Short problem: Please count how many lines in the listing below contain the word "front", and reply with that number alone.
──────
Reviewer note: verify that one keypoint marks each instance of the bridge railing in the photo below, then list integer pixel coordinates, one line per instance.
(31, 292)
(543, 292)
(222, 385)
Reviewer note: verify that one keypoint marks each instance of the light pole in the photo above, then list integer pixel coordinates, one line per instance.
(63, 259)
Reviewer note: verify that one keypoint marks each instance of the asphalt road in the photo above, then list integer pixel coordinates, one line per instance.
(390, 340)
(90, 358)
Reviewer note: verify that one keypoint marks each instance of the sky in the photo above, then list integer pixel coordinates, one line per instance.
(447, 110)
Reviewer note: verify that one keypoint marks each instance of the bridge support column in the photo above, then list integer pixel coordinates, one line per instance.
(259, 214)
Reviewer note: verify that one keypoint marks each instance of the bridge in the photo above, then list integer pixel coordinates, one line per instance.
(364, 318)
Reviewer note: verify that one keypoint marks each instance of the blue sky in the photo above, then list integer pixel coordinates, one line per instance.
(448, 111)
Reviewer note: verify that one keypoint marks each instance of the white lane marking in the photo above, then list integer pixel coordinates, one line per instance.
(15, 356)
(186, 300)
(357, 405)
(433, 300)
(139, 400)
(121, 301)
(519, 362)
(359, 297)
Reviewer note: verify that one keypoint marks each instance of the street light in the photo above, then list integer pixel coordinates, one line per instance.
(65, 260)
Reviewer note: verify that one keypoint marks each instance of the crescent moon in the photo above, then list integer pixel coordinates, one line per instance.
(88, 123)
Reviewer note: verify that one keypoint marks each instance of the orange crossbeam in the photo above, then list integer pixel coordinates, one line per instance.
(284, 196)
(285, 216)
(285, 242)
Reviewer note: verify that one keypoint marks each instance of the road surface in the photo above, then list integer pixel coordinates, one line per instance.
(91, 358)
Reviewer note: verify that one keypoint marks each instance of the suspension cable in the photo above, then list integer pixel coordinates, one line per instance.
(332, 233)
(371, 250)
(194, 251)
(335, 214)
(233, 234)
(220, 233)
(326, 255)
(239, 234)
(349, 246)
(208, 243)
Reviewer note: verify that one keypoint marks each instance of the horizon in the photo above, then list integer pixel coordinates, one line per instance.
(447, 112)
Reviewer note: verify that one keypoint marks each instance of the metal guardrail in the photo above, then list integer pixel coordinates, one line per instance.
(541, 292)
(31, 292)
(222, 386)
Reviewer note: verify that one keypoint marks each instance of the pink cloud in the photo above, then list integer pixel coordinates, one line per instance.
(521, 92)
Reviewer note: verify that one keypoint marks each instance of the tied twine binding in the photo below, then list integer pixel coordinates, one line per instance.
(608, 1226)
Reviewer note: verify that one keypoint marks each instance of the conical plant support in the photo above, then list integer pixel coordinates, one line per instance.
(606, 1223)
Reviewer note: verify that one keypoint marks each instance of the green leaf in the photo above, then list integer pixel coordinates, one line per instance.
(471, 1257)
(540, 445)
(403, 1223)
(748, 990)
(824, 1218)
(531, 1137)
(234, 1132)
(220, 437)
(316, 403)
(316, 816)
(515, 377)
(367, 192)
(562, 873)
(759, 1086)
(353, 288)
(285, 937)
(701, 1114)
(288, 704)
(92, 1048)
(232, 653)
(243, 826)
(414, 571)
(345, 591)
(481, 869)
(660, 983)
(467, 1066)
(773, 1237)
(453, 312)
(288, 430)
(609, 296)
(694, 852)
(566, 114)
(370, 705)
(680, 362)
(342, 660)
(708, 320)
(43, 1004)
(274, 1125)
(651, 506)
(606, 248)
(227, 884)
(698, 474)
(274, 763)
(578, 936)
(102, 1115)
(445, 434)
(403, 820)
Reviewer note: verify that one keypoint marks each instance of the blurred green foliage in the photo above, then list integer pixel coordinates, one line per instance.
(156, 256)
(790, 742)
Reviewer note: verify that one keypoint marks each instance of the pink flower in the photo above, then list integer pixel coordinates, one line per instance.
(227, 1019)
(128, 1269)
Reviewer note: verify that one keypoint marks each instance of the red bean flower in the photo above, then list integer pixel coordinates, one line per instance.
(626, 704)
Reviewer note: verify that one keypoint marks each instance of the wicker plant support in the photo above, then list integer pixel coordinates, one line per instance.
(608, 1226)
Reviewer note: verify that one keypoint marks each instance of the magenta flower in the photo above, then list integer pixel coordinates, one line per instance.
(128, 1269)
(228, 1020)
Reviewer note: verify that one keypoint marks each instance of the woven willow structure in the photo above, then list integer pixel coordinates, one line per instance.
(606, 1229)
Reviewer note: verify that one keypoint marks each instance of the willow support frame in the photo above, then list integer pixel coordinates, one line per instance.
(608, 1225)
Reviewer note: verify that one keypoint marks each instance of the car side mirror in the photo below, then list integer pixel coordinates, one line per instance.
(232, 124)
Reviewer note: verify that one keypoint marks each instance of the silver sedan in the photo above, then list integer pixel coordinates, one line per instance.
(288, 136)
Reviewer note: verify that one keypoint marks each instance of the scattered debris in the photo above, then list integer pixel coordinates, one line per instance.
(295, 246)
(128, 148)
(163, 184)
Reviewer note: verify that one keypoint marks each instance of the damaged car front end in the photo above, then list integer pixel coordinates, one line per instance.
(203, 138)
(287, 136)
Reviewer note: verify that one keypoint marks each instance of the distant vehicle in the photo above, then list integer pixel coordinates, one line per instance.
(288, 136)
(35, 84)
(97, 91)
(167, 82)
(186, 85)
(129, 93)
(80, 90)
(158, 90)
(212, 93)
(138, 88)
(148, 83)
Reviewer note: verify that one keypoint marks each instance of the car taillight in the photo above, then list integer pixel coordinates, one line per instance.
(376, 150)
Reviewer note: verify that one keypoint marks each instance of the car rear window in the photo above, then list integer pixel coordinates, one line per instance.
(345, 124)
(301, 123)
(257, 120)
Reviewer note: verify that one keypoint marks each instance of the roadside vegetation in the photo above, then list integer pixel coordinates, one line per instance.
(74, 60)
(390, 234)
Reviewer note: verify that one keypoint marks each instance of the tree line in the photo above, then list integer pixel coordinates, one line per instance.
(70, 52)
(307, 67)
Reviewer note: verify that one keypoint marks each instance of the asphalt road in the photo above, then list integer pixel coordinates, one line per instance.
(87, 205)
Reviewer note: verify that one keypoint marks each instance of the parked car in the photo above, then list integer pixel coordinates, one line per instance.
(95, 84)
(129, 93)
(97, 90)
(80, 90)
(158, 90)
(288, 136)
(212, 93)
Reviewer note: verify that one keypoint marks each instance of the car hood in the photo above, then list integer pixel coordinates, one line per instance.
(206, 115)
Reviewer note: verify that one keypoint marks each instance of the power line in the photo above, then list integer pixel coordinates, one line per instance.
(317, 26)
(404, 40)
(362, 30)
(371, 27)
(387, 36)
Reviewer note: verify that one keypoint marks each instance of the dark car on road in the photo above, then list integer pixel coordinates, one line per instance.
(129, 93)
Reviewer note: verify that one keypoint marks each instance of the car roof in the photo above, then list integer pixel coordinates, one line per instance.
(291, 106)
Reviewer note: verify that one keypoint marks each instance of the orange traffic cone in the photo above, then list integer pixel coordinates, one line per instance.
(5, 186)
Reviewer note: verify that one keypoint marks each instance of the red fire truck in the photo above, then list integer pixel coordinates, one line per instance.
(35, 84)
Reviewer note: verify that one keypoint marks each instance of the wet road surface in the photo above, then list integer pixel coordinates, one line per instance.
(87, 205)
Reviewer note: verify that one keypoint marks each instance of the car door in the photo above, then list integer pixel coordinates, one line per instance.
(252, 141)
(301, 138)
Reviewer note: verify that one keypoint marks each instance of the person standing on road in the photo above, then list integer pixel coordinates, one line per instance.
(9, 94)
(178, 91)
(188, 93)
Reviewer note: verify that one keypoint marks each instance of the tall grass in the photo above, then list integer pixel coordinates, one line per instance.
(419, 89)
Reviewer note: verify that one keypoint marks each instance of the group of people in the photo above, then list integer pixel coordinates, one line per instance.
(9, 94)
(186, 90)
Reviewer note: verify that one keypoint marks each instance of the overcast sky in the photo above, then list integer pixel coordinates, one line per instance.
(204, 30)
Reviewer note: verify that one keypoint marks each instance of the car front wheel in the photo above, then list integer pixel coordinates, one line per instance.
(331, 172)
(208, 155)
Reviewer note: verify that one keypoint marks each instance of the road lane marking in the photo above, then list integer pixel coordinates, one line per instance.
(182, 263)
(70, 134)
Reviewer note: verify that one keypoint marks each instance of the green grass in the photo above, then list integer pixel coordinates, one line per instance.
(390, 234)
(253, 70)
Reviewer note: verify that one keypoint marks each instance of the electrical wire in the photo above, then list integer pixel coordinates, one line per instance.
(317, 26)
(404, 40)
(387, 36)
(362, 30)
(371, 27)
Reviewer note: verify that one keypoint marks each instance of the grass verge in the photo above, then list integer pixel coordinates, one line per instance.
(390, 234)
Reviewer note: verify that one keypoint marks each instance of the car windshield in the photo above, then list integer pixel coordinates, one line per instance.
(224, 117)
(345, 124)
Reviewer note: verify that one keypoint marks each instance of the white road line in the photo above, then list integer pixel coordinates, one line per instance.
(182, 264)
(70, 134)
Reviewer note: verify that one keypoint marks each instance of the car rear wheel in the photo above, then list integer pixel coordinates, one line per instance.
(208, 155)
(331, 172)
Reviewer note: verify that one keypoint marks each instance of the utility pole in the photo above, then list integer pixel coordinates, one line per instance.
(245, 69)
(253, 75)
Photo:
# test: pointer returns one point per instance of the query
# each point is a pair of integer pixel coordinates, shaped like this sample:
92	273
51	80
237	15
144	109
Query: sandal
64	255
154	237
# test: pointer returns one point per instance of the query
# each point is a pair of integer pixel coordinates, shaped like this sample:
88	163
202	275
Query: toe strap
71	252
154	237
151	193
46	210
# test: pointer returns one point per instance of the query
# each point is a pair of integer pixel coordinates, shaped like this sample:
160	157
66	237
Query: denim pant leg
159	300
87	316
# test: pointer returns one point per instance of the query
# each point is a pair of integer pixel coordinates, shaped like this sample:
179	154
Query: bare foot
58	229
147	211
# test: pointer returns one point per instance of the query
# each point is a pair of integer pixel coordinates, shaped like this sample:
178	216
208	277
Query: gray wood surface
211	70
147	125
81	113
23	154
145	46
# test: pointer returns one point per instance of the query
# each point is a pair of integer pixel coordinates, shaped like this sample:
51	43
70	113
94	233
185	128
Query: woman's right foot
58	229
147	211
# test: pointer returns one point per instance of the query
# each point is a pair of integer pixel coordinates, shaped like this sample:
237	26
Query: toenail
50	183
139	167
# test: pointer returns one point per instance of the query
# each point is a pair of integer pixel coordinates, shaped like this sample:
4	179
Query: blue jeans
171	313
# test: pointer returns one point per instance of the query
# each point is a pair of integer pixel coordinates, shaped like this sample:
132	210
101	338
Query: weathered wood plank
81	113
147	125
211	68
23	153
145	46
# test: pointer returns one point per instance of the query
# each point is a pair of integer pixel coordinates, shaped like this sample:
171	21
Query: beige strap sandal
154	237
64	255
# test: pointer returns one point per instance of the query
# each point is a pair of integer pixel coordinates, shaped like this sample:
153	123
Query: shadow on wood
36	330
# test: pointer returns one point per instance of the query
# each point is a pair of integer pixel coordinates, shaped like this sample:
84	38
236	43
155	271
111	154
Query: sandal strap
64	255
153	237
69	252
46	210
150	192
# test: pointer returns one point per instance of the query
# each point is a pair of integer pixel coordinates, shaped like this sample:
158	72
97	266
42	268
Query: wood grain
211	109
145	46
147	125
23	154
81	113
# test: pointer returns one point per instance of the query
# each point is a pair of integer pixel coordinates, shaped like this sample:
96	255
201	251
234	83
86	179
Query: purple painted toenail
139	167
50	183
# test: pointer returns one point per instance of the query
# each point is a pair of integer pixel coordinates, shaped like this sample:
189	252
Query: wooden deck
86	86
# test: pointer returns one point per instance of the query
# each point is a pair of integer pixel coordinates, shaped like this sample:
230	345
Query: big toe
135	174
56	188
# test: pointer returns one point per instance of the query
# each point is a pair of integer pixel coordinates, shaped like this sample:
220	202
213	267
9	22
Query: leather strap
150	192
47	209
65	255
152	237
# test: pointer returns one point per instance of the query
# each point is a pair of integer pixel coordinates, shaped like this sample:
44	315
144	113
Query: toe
──────
Task answer: 2